--- Start PASSAGE TO READ ---

Determining Needs and Goals

3 minute retirement ready quiz

You need to evaluate your present circumstances and current financial picture:

  • Consider income, expenses, debts, assets.
  • What is your income?
  • What are your expenses?
  • What are your assets?
  • What are your debts?
  • What does your entire picture look like?

Now consider this in the context of your future circumstances as well as future living expenses. Will you continue living in your current home, or will you move to a condominium or retirement community? Do your children live nearby? Some retirees move to be closer to their families or to areas with a more desirable climate – will this be part of your future goals? 

How to Determine Retirement Age and Income Needs

There are four main sources for retirement income:

  • Social Security
  • Pensions or other retirement vehicles
  • An investment portfolio 
  • Personal savings

If your employer provides early retirement packages to its employees, you’ll need to know how to evaluate such packages from a number of perspectives. If you think your current income will not provide you with your desired retirement lifestyle, there are steps you can take now to change your circumstances.

How Do I Save for Retirement?

There are many retirement vehicles available, including:

  • Traditional and Roth IRAs
  • Employer-sponsored retirement plans
  • Non-qualified deferred compensation plans
  • Stock plans
  • Annuities

Proper retirement planning requires an understanding of the workings of these tools, and an understanding of how they may be taxed. 

This is especially important since the enactment of the Jobs and Growth Tax Relief Reconciliation Act of 2003. This initiative reduced the capital gains tax rates on certain dividends, making the decision to allocate assets inside or outside a retirement plan more crucial. Another thing to keep in mind is if you plan to pay for your child’s education, you will need to learn how to balance two competing financial needs.


Distributions from Retirement Plan Accounts

You should become familiar with the possible ramifications of distributions, which may include a 10% premature distribution penalty tax if distributions are made before you reach the age of 59.5. There are certain questions you will need to answer.

  • Can you borrow money from your retirement plan?
  • Would it be better to receive your retirement money as a lump sum or as monthly payments?
  • Can you roll your retirement plan balance into an IRA?
  • What are the tax implications of naming more than one beneficiary, if you are allowed to do so?
  • What are the required minimum distributions, if any, from the plan that you must start after you reach your 70s?

What about Business Owners and Their Retirement?

--- End PASSAGE TO READ ---
--- Start DATA ENTRIES ---

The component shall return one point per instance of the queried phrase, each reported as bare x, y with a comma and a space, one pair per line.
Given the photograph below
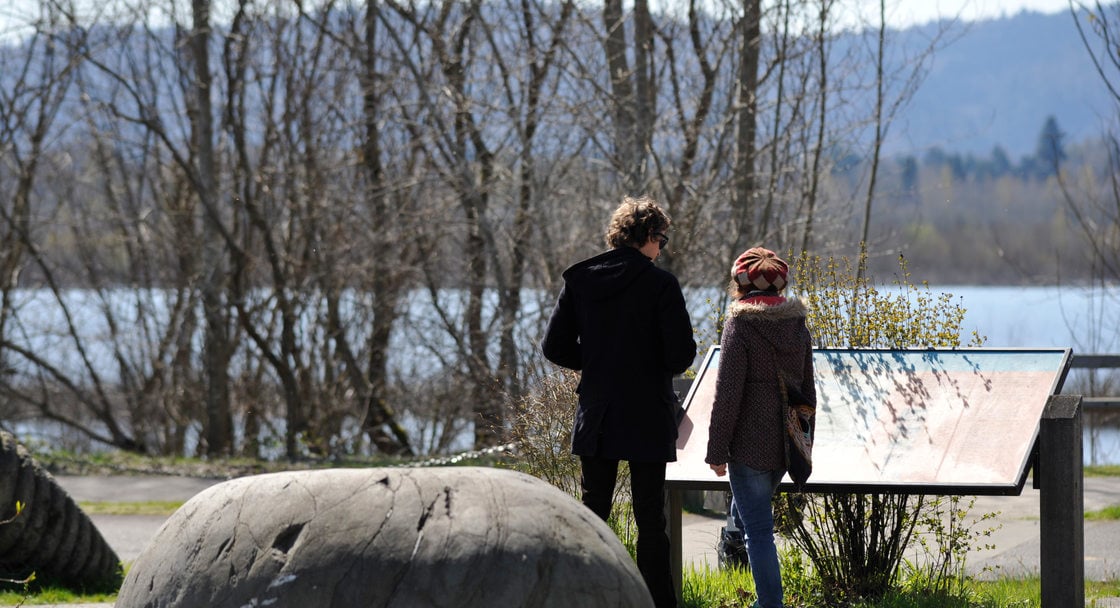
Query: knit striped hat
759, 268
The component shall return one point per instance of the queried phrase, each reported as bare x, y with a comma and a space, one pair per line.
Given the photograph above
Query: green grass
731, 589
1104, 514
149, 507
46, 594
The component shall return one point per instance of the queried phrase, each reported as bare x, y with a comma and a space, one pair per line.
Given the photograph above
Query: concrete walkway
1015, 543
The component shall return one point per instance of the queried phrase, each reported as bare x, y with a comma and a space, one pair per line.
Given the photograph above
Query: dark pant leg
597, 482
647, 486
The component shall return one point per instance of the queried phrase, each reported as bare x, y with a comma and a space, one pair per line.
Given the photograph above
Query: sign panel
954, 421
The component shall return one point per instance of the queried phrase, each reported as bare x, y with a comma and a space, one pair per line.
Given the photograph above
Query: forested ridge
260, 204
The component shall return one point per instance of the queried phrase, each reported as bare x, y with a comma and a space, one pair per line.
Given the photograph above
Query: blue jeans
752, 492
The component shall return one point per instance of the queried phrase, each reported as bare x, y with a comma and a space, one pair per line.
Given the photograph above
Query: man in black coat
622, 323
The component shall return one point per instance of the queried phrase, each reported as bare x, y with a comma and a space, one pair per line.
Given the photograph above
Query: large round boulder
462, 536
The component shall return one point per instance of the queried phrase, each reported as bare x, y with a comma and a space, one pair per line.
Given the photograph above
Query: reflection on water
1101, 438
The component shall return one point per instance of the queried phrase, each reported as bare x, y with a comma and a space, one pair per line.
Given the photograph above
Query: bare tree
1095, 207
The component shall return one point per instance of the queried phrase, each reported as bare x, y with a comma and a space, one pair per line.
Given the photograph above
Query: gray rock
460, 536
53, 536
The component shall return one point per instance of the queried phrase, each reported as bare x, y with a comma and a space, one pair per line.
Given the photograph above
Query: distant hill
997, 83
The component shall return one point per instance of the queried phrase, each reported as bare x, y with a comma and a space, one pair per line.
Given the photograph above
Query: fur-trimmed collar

--- End DATA ENTRIES ---

- PROBLEMS TO WORK ON
(a) Do these statements agree with the retirement planning text? (i) It names four main sources of retirement income. (ii) The 2003 act it mentions raised capital gains tax rates on certain dividends. (iii) The premature distribution penalty applies to distributions made before age 65. Answer yes or no for each and quote the deciding words.
(b) Can you continue the retirement planning text from where it stops?
These items were taken from a separate source.

- RESULTS BY TASK
(a)
(i) Yes: "There are four main sources for retirement income"
(ii) No: "This initiative reduced the capital gains tax rates on certain dividends"
(iii) No: "if distributions are made before you reach the age of 59.5"

(b)
If you’re a business owner, you may want to plan for the succession of your business to a family member or other chosen recipient. You should also find out what retirement plans are best-suited to your type of business.

Suitable Retirement Plans for Small Business Owners or the Self-Employed 

  • Payroll deduction IRA plan 
  • Simplified employee pension (SEP) plan
  • SIMPLE IRA plan
  • SIMPLE 401(k) plan
  • Keogh plan

A Keogh plan is a qualified retirement plan established by a self-employed individual or partnership. Consulting with a qualified financial professional may help you determine the best solution for your needs.

Retirement Plans for Corporations

If your business has multiple employees, one of your goals in choosing a retirement plan should be to balance their needs against the needs of your business. Consider the following retirement plan options:

  • Payroll deduction IRA plan
  • Simplified employee pension (SEP) plan
  • SIMPLE IRA plan
  • SIMPLE 401(k) plan
  • 401(k) plan
  • Profit-sharing plan
  • Money purchase pension plan
  • Age-weighted profit-sharing plan
  • New comparability plan
  • Thrift/savings plan
  • Defined benefit plan
  • Employee stock ownership plan (ESOP)
  • Cash balance plan

Retirement Plans for Tax-Exempt Organizations

A tax-exempt organization has unique considerations for setting up a retirement plan because isn’t subject to federal income tax. An employer tax deduction is of little value, for example. There are two types of plans which meet the needs of tax-exempt organizations: a 403(b) plan or a 457(b) plan.

What is a Non-Qualified Deferred Compensation Plan?

You should also consider setting up a non-qualified deferred compensation plan, a flexible plan which does not need to satisfy stringent requirements. You and your employees could also receive greater benefits under a non-qualified plan because there are no limits on employer contributions.

Non-qualified plans do have three disadvantages:

  • They may not be as beneficial from a tax standpoint
  • They may only be available for a select group of employees
  • The assets within are not protected if the employer goes bankrupt

For these reasons qualified plans usually appeal more to employers than employees. Also, if you are an owner and wish to be included under the plan, a non-qualified deferred compensation plan will only be suitable if your business is a regular or Corporation.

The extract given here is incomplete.